* **ACTIVITY**:
This exercise calls for copying every line below that holds the word "hockey".

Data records
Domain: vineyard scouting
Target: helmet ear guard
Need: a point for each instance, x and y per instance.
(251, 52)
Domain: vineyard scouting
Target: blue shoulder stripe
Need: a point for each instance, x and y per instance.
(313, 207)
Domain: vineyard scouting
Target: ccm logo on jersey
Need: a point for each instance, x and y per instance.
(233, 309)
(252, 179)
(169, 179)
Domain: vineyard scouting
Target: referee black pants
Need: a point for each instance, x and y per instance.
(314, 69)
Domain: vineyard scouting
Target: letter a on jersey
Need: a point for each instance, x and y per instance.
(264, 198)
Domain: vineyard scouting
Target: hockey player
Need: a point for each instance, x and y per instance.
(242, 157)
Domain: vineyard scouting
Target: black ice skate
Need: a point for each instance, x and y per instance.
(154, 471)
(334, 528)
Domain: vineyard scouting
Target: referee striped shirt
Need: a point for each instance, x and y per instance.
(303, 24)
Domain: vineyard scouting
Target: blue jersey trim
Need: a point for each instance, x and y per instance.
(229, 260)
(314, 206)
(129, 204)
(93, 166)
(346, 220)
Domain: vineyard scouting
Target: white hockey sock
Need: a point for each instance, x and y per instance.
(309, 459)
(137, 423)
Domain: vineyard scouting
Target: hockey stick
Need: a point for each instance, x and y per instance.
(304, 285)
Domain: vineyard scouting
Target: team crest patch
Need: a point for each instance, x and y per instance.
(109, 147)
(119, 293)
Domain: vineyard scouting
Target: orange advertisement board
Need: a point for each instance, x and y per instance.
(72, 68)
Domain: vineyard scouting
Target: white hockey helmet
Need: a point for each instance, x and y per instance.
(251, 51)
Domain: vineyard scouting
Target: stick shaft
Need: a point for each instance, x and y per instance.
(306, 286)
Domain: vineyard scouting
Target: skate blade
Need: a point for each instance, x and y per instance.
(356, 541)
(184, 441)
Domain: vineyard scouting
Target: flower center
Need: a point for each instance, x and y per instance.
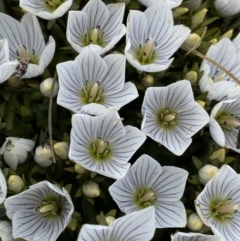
(224, 209)
(92, 94)
(145, 198)
(48, 208)
(146, 52)
(94, 36)
(100, 149)
(167, 118)
(52, 5)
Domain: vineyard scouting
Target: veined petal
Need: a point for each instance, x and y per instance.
(14, 32)
(170, 185)
(170, 214)
(98, 14)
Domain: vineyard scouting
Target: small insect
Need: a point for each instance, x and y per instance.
(45, 140)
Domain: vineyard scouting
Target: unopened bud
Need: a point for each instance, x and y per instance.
(206, 173)
(62, 149)
(191, 76)
(177, 12)
(198, 17)
(15, 184)
(90, 189)
(194, 222)
(219, 154)
(46, 86)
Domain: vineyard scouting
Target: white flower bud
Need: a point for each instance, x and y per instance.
(62, 149)
(46, 86)
(90, 189)
(43, 156)
(194, 222)
(206, 173)
(15, 184)
(15, 150)
(109, 220)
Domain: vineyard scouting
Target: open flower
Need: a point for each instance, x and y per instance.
(97, 25)
(146, 184)
(14, 150)
(46, 9)
(152, 38)
(26, 44)
(94, 83)
(39, 213)
(102, 144)
(7, 68)
(218, 204)
(224, 123)
(171, 116)
(135, 226)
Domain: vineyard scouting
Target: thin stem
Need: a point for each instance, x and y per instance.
(50, 117)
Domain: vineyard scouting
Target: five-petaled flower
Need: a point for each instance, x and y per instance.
(97, 25)
(218, 204)
(40, 213)
(102, 144)
(152, 38)
(146, 184)
(94, 83)
(171, 116)
(26, 44)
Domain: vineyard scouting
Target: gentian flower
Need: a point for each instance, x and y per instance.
(26, 44)
(46, 9)
(152, 38)
(97, 25)
(39, 213)
(146, 184)
(171, 116)
(135, 226)
(102, 144)
(7, 68)
(218, 204)
(94, 83)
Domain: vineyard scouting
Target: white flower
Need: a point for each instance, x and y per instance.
(6, 231)
(26, 44)
(94, 83)
(7, 68)
(171, 116)
(225, 122)
(193, 237)
(135, 226)
(46, 9)
(14, 150)
(227, 8)
(218, 204)
(152, 38)
(102, 144)
(39, 213)
(97, 25)
(146, 184)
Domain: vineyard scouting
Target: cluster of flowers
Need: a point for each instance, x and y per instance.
(94, 89)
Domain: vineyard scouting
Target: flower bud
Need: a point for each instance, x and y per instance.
(62, 149)
(147, 80)
(110, 220)
(46, 86)
(90, 189)
(15, 184)
(194, 222)
(191, 76)
(219, 154)
(198, 17)
(43, 156)
(206, 173)
(177, 12)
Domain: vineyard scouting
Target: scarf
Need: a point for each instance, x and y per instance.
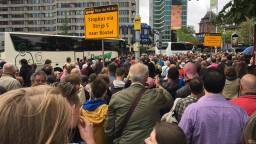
(92, 105)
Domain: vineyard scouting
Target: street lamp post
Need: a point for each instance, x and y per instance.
(137, 33)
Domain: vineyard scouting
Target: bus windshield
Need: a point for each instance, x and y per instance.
(24, 42)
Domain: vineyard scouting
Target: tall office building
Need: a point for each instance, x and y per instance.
(167, 16)
(58, 16)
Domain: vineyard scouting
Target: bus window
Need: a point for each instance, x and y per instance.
(1, 42)
(189, 47)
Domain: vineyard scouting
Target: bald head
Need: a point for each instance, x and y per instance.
(75, 71)
(138, 73)
(248, 83)
(9, 69)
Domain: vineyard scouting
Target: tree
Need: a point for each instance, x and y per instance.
(237, 11)
(186, 34)
(64, 27)
(245, 32)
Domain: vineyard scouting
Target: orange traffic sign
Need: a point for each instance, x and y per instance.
(212, 39)
(101, 22)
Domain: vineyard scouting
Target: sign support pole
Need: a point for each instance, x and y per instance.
(137, 33)
(254, 48)
(102, 46)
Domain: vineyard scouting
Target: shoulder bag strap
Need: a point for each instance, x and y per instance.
(123, 123)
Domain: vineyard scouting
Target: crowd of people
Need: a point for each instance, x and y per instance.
(193, 98)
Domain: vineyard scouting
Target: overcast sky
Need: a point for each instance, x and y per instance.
(196, 10)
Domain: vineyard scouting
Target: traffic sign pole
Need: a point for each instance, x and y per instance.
(137, 33)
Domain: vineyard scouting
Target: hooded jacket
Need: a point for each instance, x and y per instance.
(95, 111)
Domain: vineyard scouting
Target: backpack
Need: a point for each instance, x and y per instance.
(169, 117)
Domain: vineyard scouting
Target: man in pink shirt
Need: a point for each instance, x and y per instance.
(247, 100)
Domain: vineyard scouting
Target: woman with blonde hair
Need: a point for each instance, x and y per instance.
(38, 115)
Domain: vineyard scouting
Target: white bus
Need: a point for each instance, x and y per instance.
(36, 48)
(170, 48)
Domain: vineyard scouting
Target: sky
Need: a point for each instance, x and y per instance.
(196, 10)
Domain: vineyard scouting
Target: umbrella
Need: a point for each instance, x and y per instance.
(248, 51)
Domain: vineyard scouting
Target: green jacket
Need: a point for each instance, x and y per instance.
(144, 117)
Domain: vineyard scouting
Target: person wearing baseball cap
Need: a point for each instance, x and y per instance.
(190, 72)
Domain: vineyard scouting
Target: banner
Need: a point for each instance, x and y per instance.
(212, 39)
(137, 23)
(101, 22)
(176, 17)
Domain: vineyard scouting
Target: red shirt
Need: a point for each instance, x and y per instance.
(247, 102)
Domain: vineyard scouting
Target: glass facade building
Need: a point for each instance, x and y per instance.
(59, 16)
(160, 16)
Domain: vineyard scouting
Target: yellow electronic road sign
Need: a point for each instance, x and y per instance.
(212, 39)
(137, 23)
(101, 22)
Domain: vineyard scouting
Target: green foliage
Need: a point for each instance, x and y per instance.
(185, 34)
(64, 27)
(236, 12)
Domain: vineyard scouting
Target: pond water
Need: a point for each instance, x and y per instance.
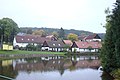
(52, 68)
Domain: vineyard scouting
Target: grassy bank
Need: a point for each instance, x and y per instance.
(30, 52)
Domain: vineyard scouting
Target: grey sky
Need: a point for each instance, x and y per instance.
(70, 14)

* **ANSWER**:
Target: hockey player
Target: white hockey sock
Target: hockey stick
Target: white hockey helmet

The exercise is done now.